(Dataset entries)
● ● ●
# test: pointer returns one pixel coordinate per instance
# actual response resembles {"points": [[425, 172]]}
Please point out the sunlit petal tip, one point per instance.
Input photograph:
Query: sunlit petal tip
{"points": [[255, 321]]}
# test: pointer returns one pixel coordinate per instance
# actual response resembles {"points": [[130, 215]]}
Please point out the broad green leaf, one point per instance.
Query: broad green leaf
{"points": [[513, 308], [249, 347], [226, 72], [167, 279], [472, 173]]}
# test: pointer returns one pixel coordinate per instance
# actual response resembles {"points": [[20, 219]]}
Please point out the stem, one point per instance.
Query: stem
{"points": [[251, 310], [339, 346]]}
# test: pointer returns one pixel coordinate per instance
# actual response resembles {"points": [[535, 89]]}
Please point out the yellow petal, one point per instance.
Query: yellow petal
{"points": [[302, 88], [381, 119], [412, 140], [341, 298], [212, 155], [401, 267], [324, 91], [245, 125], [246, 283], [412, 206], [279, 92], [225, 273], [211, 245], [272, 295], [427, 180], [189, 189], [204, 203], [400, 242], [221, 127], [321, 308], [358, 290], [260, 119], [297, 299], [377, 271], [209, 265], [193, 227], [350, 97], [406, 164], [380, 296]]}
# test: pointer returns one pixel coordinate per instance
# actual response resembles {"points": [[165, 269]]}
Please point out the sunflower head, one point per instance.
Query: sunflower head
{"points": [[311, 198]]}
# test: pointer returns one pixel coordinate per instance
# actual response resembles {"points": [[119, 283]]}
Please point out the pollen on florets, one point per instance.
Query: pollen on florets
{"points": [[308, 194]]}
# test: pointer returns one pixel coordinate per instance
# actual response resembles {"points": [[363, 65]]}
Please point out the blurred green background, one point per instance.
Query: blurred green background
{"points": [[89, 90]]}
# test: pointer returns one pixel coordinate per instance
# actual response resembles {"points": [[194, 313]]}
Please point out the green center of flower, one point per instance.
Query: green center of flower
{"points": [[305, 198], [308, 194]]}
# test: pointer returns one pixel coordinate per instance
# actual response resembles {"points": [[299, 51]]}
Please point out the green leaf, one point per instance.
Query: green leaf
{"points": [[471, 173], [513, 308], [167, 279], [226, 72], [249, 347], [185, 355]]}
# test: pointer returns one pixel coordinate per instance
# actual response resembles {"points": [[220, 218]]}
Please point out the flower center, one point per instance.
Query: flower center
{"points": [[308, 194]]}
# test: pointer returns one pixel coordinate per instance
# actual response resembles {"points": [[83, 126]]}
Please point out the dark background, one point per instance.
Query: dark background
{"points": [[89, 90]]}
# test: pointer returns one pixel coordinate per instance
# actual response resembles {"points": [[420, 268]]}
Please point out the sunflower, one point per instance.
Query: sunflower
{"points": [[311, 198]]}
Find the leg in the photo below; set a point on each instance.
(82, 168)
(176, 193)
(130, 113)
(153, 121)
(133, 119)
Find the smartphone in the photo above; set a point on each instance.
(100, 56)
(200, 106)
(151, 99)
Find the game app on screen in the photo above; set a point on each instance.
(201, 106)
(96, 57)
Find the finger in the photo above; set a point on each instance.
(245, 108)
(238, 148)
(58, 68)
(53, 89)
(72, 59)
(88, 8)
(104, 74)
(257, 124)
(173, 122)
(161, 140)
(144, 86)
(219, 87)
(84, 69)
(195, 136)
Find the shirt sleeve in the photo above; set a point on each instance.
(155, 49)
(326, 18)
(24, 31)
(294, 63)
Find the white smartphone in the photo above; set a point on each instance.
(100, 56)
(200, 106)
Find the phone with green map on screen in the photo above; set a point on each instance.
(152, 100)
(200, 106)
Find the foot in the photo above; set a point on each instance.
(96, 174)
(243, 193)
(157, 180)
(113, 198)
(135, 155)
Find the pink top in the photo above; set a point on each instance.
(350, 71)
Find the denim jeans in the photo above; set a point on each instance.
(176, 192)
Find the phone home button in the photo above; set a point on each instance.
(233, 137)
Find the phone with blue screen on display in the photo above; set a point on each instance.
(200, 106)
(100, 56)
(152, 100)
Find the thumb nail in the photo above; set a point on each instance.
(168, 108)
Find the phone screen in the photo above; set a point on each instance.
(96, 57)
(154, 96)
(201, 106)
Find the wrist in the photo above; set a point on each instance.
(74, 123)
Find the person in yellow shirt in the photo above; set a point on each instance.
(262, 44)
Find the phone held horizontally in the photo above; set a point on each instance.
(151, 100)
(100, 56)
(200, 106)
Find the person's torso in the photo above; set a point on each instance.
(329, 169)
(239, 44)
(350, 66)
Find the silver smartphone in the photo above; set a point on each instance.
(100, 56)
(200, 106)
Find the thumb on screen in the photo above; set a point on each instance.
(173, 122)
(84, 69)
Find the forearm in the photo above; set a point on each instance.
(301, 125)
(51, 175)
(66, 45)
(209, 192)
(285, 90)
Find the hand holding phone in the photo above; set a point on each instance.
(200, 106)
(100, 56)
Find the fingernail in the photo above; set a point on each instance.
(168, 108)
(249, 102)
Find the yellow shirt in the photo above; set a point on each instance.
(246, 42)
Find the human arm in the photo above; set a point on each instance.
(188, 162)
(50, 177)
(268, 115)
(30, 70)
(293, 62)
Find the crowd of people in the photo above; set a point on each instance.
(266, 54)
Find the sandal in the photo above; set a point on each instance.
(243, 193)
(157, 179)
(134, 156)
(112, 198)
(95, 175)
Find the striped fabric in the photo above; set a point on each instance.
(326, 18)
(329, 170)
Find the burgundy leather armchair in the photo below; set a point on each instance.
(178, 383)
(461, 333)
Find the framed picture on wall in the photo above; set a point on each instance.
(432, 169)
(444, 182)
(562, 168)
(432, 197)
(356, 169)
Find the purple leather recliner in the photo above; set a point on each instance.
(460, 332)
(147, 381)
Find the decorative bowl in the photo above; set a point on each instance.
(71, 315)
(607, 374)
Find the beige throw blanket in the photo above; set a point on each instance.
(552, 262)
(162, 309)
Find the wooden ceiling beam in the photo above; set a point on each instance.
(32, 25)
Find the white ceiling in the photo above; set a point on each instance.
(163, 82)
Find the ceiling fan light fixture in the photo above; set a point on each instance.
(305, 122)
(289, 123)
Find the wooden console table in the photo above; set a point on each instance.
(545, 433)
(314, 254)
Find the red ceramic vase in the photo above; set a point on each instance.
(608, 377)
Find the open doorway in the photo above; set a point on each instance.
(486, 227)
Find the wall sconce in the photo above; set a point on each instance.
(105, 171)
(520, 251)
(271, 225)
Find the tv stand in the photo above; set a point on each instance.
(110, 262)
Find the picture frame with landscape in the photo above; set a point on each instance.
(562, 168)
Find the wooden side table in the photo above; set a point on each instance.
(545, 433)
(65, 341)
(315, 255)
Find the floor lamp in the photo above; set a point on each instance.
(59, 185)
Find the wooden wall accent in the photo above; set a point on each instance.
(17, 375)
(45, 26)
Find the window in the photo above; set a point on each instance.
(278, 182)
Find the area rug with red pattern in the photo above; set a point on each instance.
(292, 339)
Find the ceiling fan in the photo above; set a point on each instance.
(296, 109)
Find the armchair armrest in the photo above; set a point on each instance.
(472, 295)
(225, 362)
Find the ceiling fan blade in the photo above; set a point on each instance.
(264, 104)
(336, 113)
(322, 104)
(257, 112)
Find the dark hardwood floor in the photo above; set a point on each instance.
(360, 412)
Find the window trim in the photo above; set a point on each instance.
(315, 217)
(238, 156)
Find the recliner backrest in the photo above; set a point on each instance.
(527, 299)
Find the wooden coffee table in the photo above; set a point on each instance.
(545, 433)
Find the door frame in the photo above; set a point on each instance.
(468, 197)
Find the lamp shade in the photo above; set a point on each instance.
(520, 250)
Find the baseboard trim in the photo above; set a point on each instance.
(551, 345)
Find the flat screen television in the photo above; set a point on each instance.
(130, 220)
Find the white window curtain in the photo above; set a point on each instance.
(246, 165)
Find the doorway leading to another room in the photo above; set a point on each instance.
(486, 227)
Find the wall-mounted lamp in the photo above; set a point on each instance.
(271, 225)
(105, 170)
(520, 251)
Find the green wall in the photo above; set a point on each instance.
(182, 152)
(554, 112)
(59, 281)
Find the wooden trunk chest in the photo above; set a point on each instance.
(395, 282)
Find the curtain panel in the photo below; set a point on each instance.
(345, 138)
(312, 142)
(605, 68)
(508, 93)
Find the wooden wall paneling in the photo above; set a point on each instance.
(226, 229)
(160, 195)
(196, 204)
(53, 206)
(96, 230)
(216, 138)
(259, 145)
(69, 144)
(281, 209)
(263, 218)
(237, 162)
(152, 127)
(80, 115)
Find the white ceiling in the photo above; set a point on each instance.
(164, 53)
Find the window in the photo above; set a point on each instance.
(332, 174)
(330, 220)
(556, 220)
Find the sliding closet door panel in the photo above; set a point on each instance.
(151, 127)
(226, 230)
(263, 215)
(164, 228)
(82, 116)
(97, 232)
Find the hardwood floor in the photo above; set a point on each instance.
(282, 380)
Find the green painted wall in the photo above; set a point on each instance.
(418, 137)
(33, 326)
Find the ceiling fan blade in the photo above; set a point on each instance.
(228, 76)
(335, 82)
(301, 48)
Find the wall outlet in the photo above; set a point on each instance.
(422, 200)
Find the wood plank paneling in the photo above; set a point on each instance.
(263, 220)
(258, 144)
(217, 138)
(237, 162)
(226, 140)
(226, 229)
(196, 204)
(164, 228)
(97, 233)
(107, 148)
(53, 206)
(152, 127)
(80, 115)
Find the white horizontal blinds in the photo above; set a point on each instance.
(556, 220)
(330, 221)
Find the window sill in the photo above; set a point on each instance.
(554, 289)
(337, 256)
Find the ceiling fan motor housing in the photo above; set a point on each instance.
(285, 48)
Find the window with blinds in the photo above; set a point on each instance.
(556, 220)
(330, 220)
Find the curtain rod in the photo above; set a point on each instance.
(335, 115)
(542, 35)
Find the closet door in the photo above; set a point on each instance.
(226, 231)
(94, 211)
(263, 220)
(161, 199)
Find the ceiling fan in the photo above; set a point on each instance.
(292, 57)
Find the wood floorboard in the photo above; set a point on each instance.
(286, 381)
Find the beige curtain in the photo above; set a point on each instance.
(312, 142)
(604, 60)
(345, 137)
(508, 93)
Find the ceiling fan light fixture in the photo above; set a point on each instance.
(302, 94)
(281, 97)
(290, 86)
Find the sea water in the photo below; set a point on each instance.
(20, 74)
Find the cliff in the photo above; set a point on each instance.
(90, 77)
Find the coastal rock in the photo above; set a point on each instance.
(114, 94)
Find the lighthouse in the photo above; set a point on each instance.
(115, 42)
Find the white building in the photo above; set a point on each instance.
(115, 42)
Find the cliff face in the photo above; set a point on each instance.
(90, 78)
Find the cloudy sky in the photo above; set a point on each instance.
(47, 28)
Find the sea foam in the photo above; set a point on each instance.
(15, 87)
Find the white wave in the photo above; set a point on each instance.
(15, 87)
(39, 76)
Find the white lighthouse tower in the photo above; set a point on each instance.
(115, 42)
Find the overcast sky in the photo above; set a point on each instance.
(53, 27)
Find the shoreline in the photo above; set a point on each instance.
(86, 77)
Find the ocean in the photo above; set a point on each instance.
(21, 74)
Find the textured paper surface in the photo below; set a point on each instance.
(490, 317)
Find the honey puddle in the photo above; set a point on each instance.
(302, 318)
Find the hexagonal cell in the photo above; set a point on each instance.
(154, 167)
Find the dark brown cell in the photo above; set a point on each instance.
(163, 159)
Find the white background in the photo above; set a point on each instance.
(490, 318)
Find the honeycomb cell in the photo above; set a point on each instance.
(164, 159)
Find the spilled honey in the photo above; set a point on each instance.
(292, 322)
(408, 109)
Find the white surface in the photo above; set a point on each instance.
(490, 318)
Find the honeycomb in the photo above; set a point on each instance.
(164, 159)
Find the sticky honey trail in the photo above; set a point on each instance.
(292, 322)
● ● ●
= EXERCISE GOAL =
Would you please copy all lines in the data that contain the word "resembles"?

= RESULT OF THIS TASK =
# actual response resembles {"points": [[425, 172]]}
# actual response resembles {"points": [[130, 215]]}
# actual response resembles {"points": [[20, 219]]}
# actual response resembles {"points": [[535, 89]]}
# actual response resembles {"points": [[165, 269]]}
# actual response resembles {"points": [[119, 283]]}
# actual response resembles {"points": [[363, 65]]}
# actual response resembles {"points": [[194, 313]]}
# actual response resembles {"points": [[299, 51]]}
# actual response resembles {"points": [[220, 218]]}
# actual response resembles {"points": [[83, 126]]}
# actual response resembles {"points": [[420, 268]]}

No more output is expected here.